= DO THIS =
What is needed here is an exact copy of every entry.
------------------------------------------------
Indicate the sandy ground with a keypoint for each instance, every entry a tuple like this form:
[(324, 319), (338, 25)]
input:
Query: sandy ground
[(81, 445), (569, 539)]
------------------------------------------------
= REPLY =
Indicate the sandy ground with a keypoint for each instance, every entry a tuple like this form:
[(324, 319), (338, 25)]
input:
Query: sandy ground
[(81, 445), (569, 539)]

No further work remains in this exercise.